# [Problema assegnato 1]
Raccogli, per favore, ogni riga dell'elenco in cui compare la stringa "construction" e ricopiala.

# [Estratto]
----------------
17 aprile 2016
APPUNTI PER GAZZETTA - IL REFERENDUM DELLE TRIVELLE. IL QUORUM NON VIENE RAGGIUNTO
MARIA TERESA MELI SUL CORRIERE DI STAMATTINA
ROMA Alla vigilia del voto referendario sulle trivelle, Matteo Renzi, almeno all’apparenza, non sembra attendere il risultato delle urne con grandi patemi d’animo. Il presidente del Consiglio, infatti, è convinto che «il quorum non verrà raggiunto», come ha spiegato a qualche interlocutore amico, preoccupato per il voto.
Eppure il premier sa bene qual è la manovra che verrà messa in atto un minuto dopo l’ufficializzazione della percentuale dei votanti, anche se non si raggiungerà il quorum. Ne parlavano l’altro giorno i leader della minoranza del Pd. L’idea, nel caso in cui vada a votare dal 35 per cento in su degli italiani, è quella di mettere l’accento sul fatto che esiste un solido fronte anti-Renzi. Un fronte che in occasione del referendum costituzionale potrebbe allargarsi, dal momento che Forza Italia, che ha lasciato libertà di voto sulle trivelle e non era interessata a cavalcare il referendum di oggi, all’appuntamento di ottobre darà invece battaglia.
Ma il premier è un uomo pragmatico. Ed è convinto che l’importante sia il risultato concreto: ossia la vittoria della sua linea e il mancato raggiungimento del quorum. Il resto appartiene alle «beghe politiche» e al «circo mediatico», e a lui interessa poco.
Renzi è altrettanto sicuro che l’esito del referendum costituzionale non sarà vincolato al voto di oggi e per lui rappresenterà un successo. È quello l’appuntamento che gli preme. Non a caso il governo, come ha annunciato lo stesso premier in un’intervista concessa al quotidiano Il Resto del Carlino , sta studiando un piano di riduzione delle tasse in favore delle famiglie proprio per l’autunno prossimo, quando si celebrerà il referendum sul ddl Boschi.
----------------
# [Problema assegnato 2]
Rispondi in breve a queste domande sull'articolo sul referendum delle trivelle.
(a) Da quale percentuale di votanti in su la minoranza del Pd intende mettere l'accento su un solido fronte anti-Renzi?
(b) Quale partito ha lasciato libertà di voto sulle trivelle?
(c) A quale quotidiano Renzi ha concesso l'intervista in cui ha annunciato il piano di riduzione delle tasse per le famiglie?

# [Dati forniti]
----------------
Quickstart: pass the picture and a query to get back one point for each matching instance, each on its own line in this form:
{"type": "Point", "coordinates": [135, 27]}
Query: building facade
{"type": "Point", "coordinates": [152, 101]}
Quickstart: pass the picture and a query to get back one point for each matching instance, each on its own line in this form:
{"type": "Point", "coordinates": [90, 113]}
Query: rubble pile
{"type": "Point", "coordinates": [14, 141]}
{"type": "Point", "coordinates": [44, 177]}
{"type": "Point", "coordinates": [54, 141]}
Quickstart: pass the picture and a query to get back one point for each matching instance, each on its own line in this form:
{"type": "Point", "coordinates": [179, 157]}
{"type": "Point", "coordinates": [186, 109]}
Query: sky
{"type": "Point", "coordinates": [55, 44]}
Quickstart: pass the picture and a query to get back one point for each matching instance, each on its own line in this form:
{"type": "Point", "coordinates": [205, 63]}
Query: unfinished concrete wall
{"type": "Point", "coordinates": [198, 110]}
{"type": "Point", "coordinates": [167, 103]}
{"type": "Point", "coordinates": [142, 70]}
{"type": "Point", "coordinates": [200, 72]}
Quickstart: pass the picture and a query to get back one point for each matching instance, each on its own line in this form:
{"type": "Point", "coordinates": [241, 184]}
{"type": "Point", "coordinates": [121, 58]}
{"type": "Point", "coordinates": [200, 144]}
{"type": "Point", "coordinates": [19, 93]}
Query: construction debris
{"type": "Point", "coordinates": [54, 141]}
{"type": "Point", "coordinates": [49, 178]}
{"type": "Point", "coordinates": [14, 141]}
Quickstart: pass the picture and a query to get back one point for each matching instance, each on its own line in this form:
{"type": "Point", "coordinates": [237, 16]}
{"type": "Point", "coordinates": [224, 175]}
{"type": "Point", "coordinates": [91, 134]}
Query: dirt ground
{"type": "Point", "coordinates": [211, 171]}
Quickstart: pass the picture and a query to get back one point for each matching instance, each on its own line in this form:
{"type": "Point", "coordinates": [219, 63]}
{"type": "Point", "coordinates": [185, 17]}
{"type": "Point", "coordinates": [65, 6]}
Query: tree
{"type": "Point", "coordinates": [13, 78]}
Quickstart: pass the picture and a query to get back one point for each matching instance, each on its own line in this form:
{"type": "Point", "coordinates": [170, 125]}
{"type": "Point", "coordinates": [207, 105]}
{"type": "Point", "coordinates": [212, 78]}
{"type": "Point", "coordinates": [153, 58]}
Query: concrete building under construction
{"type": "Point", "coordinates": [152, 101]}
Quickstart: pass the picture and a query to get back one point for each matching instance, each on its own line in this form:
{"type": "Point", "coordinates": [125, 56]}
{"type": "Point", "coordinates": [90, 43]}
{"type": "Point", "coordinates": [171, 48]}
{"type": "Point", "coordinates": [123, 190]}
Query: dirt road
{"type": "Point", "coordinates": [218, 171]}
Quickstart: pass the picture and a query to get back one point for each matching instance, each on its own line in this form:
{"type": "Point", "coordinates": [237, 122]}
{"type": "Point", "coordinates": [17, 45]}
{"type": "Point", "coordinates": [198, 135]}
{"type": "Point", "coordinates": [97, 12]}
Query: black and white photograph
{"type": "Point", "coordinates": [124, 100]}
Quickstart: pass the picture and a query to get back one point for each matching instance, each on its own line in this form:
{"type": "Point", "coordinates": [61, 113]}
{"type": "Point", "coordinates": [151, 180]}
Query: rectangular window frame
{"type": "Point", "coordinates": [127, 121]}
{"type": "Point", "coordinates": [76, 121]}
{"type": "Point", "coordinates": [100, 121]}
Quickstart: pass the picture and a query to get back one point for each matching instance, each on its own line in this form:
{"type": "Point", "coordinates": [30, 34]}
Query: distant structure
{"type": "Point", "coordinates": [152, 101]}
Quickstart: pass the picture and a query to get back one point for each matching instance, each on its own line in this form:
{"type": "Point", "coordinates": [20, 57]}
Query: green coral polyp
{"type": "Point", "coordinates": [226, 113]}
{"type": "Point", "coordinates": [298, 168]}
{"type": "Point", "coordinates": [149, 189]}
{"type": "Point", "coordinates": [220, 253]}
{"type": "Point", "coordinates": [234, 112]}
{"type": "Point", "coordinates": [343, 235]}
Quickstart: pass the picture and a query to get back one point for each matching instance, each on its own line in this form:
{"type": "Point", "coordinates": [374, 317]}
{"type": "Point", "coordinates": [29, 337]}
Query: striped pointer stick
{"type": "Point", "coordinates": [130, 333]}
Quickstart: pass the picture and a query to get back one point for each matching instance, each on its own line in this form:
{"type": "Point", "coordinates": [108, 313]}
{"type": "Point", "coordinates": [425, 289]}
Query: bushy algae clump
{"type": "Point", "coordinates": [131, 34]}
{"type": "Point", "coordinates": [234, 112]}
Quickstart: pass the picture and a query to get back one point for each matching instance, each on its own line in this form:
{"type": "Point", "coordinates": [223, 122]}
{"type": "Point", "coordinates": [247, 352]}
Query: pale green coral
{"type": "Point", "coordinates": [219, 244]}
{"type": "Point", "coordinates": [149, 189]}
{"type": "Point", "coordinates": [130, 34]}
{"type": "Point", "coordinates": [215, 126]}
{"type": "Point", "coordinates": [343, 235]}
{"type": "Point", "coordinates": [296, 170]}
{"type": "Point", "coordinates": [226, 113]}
----------------
# [Risposta scritta 1]
Query: construction debris
Query: concrete building under construction

# [Risposta scritta 2]
(a) Dal 35 per cento.
(b) Forza Italia.
(c) Il Resto del Carlino.